### Description of the task
Output, word for word, the span of lines that starts at the one containing "Target: concrete tower shaft" and ends at the last line of the records.

### Task input

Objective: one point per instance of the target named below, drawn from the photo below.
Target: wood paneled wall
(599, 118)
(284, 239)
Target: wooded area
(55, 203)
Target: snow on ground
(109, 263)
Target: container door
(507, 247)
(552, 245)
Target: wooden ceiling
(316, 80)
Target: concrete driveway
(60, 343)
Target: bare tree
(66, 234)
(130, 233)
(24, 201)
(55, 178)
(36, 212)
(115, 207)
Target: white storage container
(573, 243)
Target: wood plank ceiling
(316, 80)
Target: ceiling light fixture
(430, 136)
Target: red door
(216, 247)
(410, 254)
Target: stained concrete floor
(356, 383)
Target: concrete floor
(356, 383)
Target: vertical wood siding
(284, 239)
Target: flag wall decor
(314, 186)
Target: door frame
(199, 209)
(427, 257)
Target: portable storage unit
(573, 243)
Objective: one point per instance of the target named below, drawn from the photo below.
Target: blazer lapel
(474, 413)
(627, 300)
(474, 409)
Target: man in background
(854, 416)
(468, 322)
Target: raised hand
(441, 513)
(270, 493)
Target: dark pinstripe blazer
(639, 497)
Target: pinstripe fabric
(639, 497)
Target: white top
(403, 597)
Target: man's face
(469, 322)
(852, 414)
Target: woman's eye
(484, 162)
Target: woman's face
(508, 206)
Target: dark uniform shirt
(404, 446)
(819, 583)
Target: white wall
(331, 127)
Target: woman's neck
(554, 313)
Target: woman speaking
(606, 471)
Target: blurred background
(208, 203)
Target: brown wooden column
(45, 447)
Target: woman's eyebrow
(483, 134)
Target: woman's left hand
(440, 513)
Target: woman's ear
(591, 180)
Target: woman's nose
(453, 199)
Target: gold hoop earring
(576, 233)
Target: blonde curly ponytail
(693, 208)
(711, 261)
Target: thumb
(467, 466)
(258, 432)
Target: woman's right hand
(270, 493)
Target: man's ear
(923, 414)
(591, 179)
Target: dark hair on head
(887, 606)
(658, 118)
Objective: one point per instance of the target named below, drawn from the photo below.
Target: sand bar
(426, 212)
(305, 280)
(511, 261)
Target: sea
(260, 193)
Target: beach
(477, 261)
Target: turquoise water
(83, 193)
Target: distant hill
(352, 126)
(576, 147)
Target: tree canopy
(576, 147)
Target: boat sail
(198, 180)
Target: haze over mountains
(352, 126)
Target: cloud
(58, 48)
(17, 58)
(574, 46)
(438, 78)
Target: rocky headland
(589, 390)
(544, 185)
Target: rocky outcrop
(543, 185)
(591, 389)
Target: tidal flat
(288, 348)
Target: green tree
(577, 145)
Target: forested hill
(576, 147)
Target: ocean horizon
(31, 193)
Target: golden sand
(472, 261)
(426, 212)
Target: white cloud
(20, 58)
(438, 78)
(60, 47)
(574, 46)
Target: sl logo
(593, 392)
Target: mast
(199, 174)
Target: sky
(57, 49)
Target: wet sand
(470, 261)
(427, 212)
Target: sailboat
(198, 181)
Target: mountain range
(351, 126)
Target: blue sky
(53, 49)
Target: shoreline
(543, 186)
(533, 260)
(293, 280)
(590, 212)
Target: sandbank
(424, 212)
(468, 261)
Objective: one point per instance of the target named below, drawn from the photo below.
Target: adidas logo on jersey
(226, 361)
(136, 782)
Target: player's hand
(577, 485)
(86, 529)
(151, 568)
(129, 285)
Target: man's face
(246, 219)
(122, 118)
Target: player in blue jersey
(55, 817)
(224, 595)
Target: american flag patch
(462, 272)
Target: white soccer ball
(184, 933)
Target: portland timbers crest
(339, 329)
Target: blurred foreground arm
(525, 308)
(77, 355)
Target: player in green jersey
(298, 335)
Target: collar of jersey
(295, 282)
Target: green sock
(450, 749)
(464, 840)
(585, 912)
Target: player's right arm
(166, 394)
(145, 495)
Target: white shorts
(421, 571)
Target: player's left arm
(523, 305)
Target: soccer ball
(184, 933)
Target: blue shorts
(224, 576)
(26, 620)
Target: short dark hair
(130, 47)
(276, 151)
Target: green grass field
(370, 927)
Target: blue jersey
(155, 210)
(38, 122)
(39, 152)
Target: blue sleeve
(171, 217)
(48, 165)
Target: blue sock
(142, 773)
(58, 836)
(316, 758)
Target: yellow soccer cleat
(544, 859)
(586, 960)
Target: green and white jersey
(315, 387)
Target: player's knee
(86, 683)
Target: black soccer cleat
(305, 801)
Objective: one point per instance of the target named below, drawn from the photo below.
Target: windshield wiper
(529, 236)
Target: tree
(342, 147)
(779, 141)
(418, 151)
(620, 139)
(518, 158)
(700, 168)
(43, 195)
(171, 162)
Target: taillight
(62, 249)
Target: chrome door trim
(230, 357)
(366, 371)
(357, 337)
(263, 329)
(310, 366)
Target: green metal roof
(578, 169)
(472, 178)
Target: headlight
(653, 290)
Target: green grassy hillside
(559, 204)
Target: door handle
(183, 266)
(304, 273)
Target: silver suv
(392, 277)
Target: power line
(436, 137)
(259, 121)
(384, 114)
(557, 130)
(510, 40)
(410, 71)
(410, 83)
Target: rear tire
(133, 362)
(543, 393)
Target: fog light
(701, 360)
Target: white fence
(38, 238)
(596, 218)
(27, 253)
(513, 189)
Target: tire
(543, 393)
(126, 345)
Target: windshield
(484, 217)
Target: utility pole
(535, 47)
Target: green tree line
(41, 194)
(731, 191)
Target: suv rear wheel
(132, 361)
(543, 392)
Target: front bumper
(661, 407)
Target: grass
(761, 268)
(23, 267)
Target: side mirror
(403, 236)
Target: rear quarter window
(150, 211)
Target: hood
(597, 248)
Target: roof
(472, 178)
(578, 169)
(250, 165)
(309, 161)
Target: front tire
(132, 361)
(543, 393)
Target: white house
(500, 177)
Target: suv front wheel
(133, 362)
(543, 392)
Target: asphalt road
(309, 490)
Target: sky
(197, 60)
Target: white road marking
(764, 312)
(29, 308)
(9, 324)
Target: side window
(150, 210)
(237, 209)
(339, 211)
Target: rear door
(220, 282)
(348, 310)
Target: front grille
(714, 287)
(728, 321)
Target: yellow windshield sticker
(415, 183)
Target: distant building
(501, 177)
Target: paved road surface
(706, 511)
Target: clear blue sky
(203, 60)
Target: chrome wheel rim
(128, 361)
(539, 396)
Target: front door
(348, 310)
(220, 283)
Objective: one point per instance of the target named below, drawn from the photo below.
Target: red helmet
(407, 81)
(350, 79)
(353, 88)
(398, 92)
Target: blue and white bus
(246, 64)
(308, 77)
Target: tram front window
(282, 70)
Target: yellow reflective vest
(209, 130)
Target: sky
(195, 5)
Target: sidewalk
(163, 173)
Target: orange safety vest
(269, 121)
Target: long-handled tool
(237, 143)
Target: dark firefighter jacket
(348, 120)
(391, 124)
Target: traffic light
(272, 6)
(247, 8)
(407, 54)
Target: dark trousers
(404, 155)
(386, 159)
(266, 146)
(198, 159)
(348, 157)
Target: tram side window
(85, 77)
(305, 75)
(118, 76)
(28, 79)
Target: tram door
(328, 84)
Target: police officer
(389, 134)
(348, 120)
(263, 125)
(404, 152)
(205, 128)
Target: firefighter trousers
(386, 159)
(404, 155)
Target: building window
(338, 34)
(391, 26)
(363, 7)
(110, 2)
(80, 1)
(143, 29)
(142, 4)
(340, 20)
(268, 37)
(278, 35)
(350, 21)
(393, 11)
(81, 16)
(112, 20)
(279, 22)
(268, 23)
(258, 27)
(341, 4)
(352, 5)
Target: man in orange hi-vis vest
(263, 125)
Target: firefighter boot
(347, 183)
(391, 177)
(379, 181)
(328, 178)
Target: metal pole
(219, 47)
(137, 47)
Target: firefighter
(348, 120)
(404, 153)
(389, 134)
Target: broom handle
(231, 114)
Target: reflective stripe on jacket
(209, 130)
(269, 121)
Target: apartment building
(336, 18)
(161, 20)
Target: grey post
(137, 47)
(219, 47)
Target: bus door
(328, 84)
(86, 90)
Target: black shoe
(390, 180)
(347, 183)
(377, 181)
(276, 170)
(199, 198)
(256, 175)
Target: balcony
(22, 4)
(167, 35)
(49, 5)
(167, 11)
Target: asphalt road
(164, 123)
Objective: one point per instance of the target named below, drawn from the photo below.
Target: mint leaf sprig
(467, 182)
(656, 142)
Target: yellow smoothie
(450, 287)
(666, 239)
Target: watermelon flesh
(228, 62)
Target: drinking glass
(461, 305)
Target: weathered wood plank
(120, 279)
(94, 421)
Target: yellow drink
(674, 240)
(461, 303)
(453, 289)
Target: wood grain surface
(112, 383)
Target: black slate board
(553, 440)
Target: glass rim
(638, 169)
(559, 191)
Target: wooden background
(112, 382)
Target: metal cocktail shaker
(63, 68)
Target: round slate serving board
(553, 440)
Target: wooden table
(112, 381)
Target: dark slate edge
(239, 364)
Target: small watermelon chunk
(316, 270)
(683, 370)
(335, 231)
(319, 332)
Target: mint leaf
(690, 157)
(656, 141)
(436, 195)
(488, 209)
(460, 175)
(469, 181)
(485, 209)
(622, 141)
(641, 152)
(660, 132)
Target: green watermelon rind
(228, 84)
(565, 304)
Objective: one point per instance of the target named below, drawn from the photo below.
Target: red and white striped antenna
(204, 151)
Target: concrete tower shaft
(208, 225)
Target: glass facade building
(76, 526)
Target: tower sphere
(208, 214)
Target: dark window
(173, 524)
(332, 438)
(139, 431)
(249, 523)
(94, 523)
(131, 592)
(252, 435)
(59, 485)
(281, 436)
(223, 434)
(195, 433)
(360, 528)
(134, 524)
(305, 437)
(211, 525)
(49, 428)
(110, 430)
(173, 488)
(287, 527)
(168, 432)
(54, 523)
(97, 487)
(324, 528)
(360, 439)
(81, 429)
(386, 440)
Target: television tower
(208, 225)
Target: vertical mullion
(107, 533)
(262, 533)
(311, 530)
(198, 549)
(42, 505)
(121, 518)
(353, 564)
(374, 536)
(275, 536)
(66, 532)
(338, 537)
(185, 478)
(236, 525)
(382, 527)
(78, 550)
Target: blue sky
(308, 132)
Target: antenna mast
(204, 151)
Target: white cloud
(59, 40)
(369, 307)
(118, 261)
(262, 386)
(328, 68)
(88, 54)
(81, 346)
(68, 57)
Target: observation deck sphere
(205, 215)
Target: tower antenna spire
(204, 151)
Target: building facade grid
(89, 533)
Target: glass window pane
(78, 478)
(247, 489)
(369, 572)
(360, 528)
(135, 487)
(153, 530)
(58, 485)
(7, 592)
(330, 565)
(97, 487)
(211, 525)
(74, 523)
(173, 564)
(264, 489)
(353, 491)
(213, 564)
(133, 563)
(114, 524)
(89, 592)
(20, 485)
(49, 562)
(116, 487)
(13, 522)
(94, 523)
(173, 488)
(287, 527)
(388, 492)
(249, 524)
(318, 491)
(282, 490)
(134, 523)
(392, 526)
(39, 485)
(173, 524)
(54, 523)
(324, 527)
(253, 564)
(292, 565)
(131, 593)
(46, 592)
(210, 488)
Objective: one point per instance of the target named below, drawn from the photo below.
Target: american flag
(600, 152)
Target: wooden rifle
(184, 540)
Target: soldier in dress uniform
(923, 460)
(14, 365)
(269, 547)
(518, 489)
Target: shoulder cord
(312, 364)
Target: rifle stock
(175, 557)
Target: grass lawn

### Worked solution
Target: concrete tower shaft
(208, 225)
Target: glass facade building
(76, 526)
Target: tower sphere
(208, 214)
Target: dark window
(173, 524)
(332, 438)
(139, 431)
(249, 523)
(94, 523)
(131, 592)
(252, 435)
(59, 485)
(281, 436)
(223, 434)
(195, 433)
(360, 528)
(134, 524)
(305, 437)
(211, 525)
(49, 428)
(110, 430)
(173, 488)
(287, 527)
(168, 432)
(54, 523)
(97, 487)
(324, 528)
(360, 439)
(81, 429)
(386, 440)
Target: television tower
(208, 225)
Target: vertical mullion
(107, 533)
(262, 533)
(311, 530)
(198, 549)
(42, 505)
(121, 518)
(353, 564)
(374, 536)
(275, 536)
(66, 532)
(338, 537)
(185, 478)
(236, 525)
(382, 527)
(78, 550)
Target: blue sky
(308, 132)
Target: antenna mast
(204, 151)
Target: white cloud
(59, 40)
(369, 307)
(118, 261)
(262, 386)
(328, 68)
(88, 54)
(81, 346)
(68, 57)
Target: observation deck sphere
(205, 215)
Target: tower antenna spire
(204, 151)
Target: building facade grid
(89, 533)
Target: glass window pane
(78, 478)
(247, 489)
(369, 572)
(360, 528)
(135, 487)
(153, 530)
(58, 485)
(7, 592)
(330, 565)
(97, 487)
(211, 525)
(74, 523)
(173, 564)
(264, 489)
(353, 491)
(213, 564)
(133, 563)
(114, 524)
(89, 592)
(20, 485)
(49, 562)
(116, 487)
(13, 522)
(94, 523)
(173, 488)
(287, 527)
(388, 492)
(249, 524)
(318, 491)
(282, 490)
(134, 523)
(392, 526)
(39, 485)
(173, 524)
(54, 523)
(324, 527)
(253, 564)
(292, 565)
(131, 593)
(46, 592)
(210, 488)
Objective: one point per instance of the target named below, drawn from the photo below.
Target: american flag
(600, 152)
Target: wooden rifle
(184, 540)
Target: soldier in dress uniform
(923, 460)
(14, 365)
(269, 547)
(518, 489)
Target: shoulder cord
(312, 364)
Target: rifle stock
(175, 557)
Target: grass lawn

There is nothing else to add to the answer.